**Records provided:**
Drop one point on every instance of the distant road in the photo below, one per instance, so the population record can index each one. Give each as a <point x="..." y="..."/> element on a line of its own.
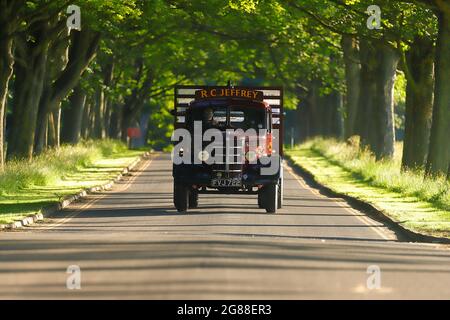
<point x="131" y="243"/>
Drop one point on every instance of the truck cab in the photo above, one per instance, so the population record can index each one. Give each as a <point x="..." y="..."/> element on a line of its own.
<point x="227" y="141"/>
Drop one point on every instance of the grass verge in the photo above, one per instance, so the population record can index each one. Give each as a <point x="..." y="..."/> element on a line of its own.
<point x="27" y="187"/>
<point x="418" y="204"/>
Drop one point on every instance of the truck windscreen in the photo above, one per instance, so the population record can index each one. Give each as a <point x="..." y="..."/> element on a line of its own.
<point x="235" y="117"/>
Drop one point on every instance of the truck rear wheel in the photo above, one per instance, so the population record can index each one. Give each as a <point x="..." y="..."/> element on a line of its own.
<point x="180" y="197"/>
<point x="280" y="194"/>
<point x="270" y="195"/>
<point x="193" y="199"/>
<point x="261" y="204"/>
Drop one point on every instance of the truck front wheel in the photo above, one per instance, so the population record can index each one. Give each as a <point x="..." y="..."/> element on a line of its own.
<point x="270" y="195"/>
<point x="193" y="199"/>
<point x="180" y="197"/>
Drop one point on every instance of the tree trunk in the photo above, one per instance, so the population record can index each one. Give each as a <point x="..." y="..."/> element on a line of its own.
<point x="99" y="126"/>
<point x="85" y="123"/>
<point x="419" y="102"/>
<point x="83" y="50"/>
<point x="385" y="81"/>
<point x="28" y="87"/>
<point x="73" y="116"/>
<point x="352" y="78"/>
<point x="367" y="93"/>
<point x="6" y="70"/>
<point x="439" y="152"/>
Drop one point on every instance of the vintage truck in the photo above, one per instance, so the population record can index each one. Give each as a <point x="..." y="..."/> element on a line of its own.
<point x="227" y="140"/>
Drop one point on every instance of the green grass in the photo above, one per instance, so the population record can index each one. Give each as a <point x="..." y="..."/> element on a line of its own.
<point x="421" y="205"/>
<point x="27" y="187"/>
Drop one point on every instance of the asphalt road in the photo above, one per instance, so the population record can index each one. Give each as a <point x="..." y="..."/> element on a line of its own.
<point x="131" y="243"/>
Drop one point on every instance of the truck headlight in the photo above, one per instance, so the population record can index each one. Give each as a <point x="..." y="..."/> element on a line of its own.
<point x="203" y="155"/>
<point x="251" y="156"/>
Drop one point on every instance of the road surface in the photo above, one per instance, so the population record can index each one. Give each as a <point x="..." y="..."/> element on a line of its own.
<point x="130" y="243"/>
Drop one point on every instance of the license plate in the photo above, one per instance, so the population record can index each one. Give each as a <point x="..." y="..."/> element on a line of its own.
<point x="227" y="182"/>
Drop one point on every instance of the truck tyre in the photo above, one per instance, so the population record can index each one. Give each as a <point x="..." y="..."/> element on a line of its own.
<point x="193" y="199"/>
<point x="261" y="199"/>
<point x="180" y="197"/>
<point x="280" y="194"/>
<point x="271" y="197"/>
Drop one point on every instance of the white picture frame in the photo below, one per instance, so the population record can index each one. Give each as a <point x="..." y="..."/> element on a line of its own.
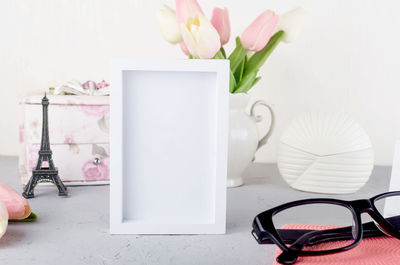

**What is required:**
When you repeat the material, keep every word exact and drop the pictures.

**Exercise answer:**
Drop one point on every instance of the distant road in the photo below, one per instance, so the population record can index each one. Give each as a <point x="..." y="..."/> element on a line of its own.
<point x="131" y="243"/>
Drop one point on every instance of the truck cab in the photo above, one per instance, so the population record can index each one. Give each as a <point x="..." y="..."/> element on a line of its own.
<point x="227" y="141"/>
Drop one point on every instance of the grass verge in the photo above, one per instance, so the population record can index each one. Give each as a <point x="..." y="..."/> element on a line of its own.
<point x="27" y="187"/>
<point x="418" y="204"/>
Drop one point on every instance of the truck windscreen in the photo above, one per instance, so the population record can index each one. Give each as a <point x="..." y="..."/> element on a line of its own.
<point x="235" y="117"/>
Drop one point on every instance of the truck rear wheel in the photo above, one per instance, so the population record can index each one. Give each as a <point x="..." y="..."/> element on a line of its own.
<point x="180" y="197"/>
<point x="280" y="194"/>
<point x="270" y="195"/>
<point x="193" y="199"/>
<point x="261" y="204"/>
Drop one point on every instance of the truck front wheel in the photo above, one per instance, so the population record can index each one. Give each as a <point x="..." y="..."/> element on a line of its own.
<point x="270" y="195"/>
<point x="193" y="199"/>
<point x="180" y="197"/>
Drop one point on every instance of the tree trunk in the photo above, one per instance, so the population record can index each one. Give each as a <point x="..." y="..."/> element on a line of its own.
<point x="99" y="126"/>
<point x="85" y="123"/>
<point x="419" y="102"/>
<point x="83" y="50"/>
<point x="385" y="81"/>
<point x="28" y="87"/>
<point x="73" y="116"/>
<point x="352" y="78"/>
<point x="367" y="93"/>
<point x="6" y="70"/>
<point x="439" y="152"/>
Drop one point on every instance of the vintage truck in the photo above, one per instance, so the population record can index each one. Give each as a <point x="..." y="..."/> element on a line of its own.
<point x="227" y="140"/>
Drop one point on every instance of the green grass in the photo above, one per instance, so the population record can index each one. Give each as a <point x="..." y="..."/> element on a line of its own.
<point x="421" y="205"/>
<point x="27" y="187"/>
Drop one point on every instance of the asphalt road in the photo above, one per instance, so the population record can index each one. Give each as a <point x="..." y="..."/> element on a line of its own.
<point x="131" y="243"/>
Drop one point on every instance of the truck headlight in the photo above, one per instance, so the population record can index each one. Give each as a <point x="..." y="..."/> element on a line of its own.
<point x="203" y="155"/>
<point x="251" y="156"/>
Drop one point on every instance of the road surface in the photo above, one per instance, so the population record can index each one. Give each as a <point x="..." y="..."/> element on a line of its own.
<point x="130" y="243"/>
Drop one point on every instance of the license plate in the photo above, one per instance, so the population record can index each one. Give each as a <point x="..." y="..."/> element on a line of its own.
<point x="227" y="182"/>
Drop one point on every instance of the truck tyre in the photo above, one per instance, so the population record can index each one. Give each as a <point x="..." y="..."/> element on a line of its own.
<point x="193" y="199"/>
<point x="261" y="199"/>
<point x="180" y="197"/>
<point x="280" y="194"/>
<point x="271" y="197"/>
Drop one point on every instance of the white picture frame in the photo below, one per instance, so the population record can index each one. Give each as a <point x="..." y="..."/> element on a line of its own.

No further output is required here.